● TASK INSTRUCTIONS
Would you write out every entry exactly, but without the pictures?

[Start of Attachment]

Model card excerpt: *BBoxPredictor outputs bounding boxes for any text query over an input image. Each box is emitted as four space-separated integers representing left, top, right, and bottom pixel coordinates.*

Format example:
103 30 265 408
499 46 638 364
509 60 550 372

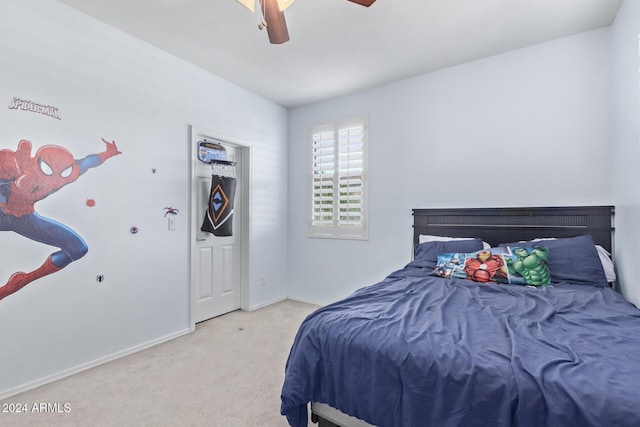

[End of Attachment]

● SOLUTION TO THE EXERCISE
Model card excerpt: *BBoxPredictor outputs bounding boxes for any text query over an input image. Each box is emitted as four space-separated integers representing left, top, right, and bottom pixel coordinates.*

Format example:
103 30 265 408
499 46 638 364
509 60 550 372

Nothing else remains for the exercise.